▶ WORK ORDER: An exact reproduction of all entries is expected.

▶ RECORDS TO USE:
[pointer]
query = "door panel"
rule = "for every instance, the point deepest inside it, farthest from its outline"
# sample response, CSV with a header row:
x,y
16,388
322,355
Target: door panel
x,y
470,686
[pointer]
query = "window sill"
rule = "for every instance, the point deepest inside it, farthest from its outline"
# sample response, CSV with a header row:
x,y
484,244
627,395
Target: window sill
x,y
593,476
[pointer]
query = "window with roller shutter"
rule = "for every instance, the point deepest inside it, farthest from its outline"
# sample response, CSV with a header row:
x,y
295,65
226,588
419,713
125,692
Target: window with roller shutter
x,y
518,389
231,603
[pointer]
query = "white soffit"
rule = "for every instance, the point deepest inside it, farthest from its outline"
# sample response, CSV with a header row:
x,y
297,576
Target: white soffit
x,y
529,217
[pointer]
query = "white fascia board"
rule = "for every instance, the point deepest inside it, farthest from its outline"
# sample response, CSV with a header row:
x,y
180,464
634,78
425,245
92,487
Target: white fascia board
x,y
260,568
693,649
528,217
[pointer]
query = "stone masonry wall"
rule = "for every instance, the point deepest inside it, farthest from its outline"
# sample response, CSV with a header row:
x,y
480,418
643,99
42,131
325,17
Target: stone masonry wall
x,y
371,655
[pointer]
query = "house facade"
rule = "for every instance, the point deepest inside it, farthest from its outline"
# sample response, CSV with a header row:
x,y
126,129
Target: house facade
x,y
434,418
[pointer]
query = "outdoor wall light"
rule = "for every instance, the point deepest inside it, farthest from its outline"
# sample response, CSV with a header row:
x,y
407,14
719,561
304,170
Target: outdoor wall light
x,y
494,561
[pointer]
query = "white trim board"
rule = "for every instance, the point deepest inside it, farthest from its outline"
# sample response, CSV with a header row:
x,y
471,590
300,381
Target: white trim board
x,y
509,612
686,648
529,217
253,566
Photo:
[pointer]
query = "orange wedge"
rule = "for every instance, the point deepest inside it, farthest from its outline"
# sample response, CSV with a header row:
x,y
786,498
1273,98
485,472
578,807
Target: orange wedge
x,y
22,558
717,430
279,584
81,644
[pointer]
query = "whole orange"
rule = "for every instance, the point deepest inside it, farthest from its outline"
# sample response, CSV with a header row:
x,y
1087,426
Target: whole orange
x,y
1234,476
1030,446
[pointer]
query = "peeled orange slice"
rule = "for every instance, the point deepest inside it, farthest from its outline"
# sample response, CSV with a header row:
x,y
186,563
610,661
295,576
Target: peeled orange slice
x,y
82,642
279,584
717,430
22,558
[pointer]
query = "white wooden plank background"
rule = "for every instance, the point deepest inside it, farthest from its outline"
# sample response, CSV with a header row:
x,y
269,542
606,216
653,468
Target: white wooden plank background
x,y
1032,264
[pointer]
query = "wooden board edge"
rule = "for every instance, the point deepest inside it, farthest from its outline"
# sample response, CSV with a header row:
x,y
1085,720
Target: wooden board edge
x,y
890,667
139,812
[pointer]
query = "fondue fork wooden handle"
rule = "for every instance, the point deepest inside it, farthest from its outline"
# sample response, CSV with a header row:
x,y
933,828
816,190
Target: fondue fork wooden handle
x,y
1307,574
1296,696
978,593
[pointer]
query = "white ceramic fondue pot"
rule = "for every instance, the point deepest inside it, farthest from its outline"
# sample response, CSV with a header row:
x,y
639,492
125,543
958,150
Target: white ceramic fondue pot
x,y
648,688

▶ THE ANSWER:
[pointer]
query = "door panel"
rule = "for every instance, the point deepest inside it, farthest from its outline"
# sample response, CSV with a header row:
x,y
16,388
322,355
Target: door panel
x,y
470,686
[pointer]
query = "window sill"
rule = "for every instance, the point deepest inside it, farthest from its outline"
# sample response, CSV with a header row:
x,y
484,244
627,395
Target: window sill
x,y
593,476
[pointer]
query = "window with roller shutter"
rule = "for every instance, the point deepest inside it, farthest from its outline"
# sample response, CSV with a header row:
x,y
295,65
226,588
419,713
125,692
Target: window with roller shutter
x,y
518,389
231,603
[pointer]
query = "white soffit"
rule = "for every instance, the point deepest inside it, farthest from its outline"
# sample response, CSV with a header row:
x,y
297,576
Target: white soffit
x,y
529,217
[pointer]
query = "white fascia board"
rule = "for every instance, the point deepest inside it, farthest from its outline"
# sample response, CSV with a header row:
x,y
180,464
634,78
425,245
92,487
Target: white fascia board
x,y
260,568
693,649
528,217
[pointer]
query = "stone masonry wall"
rule = "for every instance, the point deepest inside it, farthest from its outline"
# sample response, CSV with a header row:
x,y
480,418
643,99
42,131
325,17
Target: stone masonry wall
x,y
371,655
[pointer]
query = "house facade"
rule = "for every instance, the point deepest inside it, farthest from its outline"
# sample response, CSV with a header row:
x,y
126,129
Target: house facade
x,y
434,418
[pointer]
query = "outdoor wall light"
rule = "for every instance, the point deepest inside it, farthest from its outline"
# sample response, CSV with a header row:
x,y
407,14
719,561
304,170
Target: outdoor wall light
x,y
494,561
[pointer]
query = "white trim board"
rule = "for every instance, the point deepest inside it, farthest from its outline"
# sample response, CSV with a header row:
x,y
471,590
300,381
Target: white trim board
x,y
509,612
686,648
529,217
253,566
Photo:
[pointer]
query = "orange wedge"
rule = "for every instance, the point deepest inside it, farthest from its outline"
# sample response, CSV with a header row:
x,y
786,498
1273,98
485,472
578,807
Target: orange wedge
x,y
22,558
717,430
279,584
81,644
[pointer]
query = "whole orange"
rule = "for every instance, the point deepest inside it, farthest from its outline"
# sample response, CSV with a header row:
x,y
1087,426
Target: whole orange
x,y
1234,476
1030,446
[pointer]
query = "peeled orange slice"
rule = "for every instance, the point deepest inside it, farthest from its outline"
# sample response, CSV with a header row:
x,y
186,563
610,661
295,576
Target: peeled orange slice
x,y
82,642
279,584
717,430
22,558
[pointer]
query = "white wooden plank background"
rule = "for every instance, the point deepest inside it, farthest from its outline"
# sample response, CSV with a header row:
x,y
269,542
606,216
653,468
Target: white wooden plank background
x,y
1032,264
[pointer]
query = "wooden board edge"
rule = "for every instance, the point deepest inside it, farthest from its outline"
# sample response, CSV with a header row:
x,y
1085,720
Target: wooden board edge
x,y
890,667
139,812
[pointer]
query = "fondue fork wooden handle"
rule = "for every instance, the point deepest inside it, farthest from its outline"
# sample response, CSV with a header row:
x,y
933,828
816,190
Target: fondue fork wooden handle
x,y
1307,574
1296,696
978,593
[pointer]
query = "white ceramic fondue pot"
rule = "for every instance, the point deepest inside it, farthest from its outline"
# sample response, CSV with a header row:
x,y
639,492
125,543
958,150
Target: white ceramic fondue pot
x,y
648,688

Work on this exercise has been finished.